## JOB 1
Reproduce word for word the part of the Alia Bhatt article starting at "I just want" and ending at "is surprisingly calm.".
## JOB 2
Carry on writing the Alia Bhatt article, picking up right after its last sentence.

I just want to stay on the road: Alia Bhatt

Alia Bhatt’s current appeal is based not just on her box-office success


Beyond the critically-acclaimed performances and box-office hits, Alia Bhatt has carved a niche for herself, thanks to her strategic positioning in the brand endorsement and social media circuit. Photo: PTI
Beyond the critically-acclaimed performances and box-office hits, Alia Bhatt has carved a niche for herself, thanks to her strategic positioning in the brand endorsement and social media circuit. Photo: PTI

New Delhi: For someone only hours into the release of a new film—and one she’s single-handedly spearheading—Alia Bhatt is surprisingly calm.

Items listed in a dataset:
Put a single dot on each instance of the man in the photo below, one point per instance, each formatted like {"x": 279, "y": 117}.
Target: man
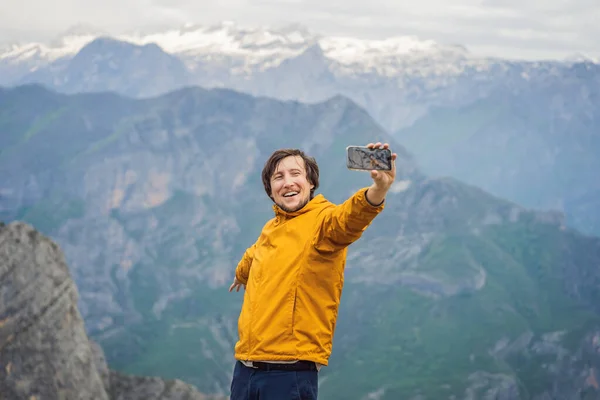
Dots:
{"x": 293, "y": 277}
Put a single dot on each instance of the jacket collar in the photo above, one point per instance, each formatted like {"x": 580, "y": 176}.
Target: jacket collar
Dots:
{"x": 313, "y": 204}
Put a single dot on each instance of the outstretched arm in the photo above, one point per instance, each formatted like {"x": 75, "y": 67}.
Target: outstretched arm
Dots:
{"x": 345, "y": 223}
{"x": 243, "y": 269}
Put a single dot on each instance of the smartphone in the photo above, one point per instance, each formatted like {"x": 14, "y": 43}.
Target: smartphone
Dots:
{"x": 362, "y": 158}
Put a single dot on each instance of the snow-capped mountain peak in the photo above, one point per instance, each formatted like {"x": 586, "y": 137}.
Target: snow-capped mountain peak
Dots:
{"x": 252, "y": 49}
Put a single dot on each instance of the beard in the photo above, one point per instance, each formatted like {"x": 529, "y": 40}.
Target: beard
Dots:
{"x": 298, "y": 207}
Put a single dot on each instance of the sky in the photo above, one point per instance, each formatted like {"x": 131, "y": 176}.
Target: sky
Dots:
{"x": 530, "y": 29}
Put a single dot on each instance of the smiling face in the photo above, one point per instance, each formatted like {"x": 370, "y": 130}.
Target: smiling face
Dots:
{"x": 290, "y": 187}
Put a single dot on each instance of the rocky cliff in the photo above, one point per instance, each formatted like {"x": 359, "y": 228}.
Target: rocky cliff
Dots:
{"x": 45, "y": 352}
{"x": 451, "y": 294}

## TASK OUTPUT 1
I just want to stay on the road: Alia Bhatt

Alia Bhatt’s current appeal is based not just on her box-office success


Beyond the critically-acclaimed performances and box-office hits, Alia Bhatt has carved a niche for herself, thanks to her strategic positioning in the brand endorsement and social media circuit. Photo: PTI
Beyond the critically-acclaimed performances and box-office hits, Alia Bhatt has carved a niche for herself, thanks to her strategic positioning in the brand endorsement and social media circuit. Photo: PTI

New Delhi: For someone only hours into the release of a new film—and one she’s single-handedly spearheading—Alia Bhatt is surprisingly calm.

## TASK OUTPUT 2
“I usually like to get up late (on a release day),” the 23-year old said over the phone from Mumbai. “Getting up early means waiting for answers until later. So I got up around 12 today and so far so good. For me, any film is the same, irrespective of who’s heading it. Even if it’s a Kapoor& Sons where the central focus was not me, my emotions were pretty much the same. Maybe there’s external pressure (this time) and people are talking and all of that. But I think my emotions and excitement remain pretty consistent,” she said when her film Dear Zindagi released on 25 November. The film has been produced by Dharma Productions, Red Chillies Entertainment and Hope Productions.

Shah Rukh Khan and Alia Bhatt (right) in a still from ‘Dear Zindagi’
Shah Rukh Khan and Alia Bhatt (right) in a still from ‘Dear Zindagi’

Not too long after, much love poured in for Bhatt’s latest effort directed by Gauri Shinde that also starred Shah Rukh Khan and netted Rs.32.5 crore during the weekend. Critics lauded her ‘raw, earnest vulnerability’ and ‘knockout performance’ in the film.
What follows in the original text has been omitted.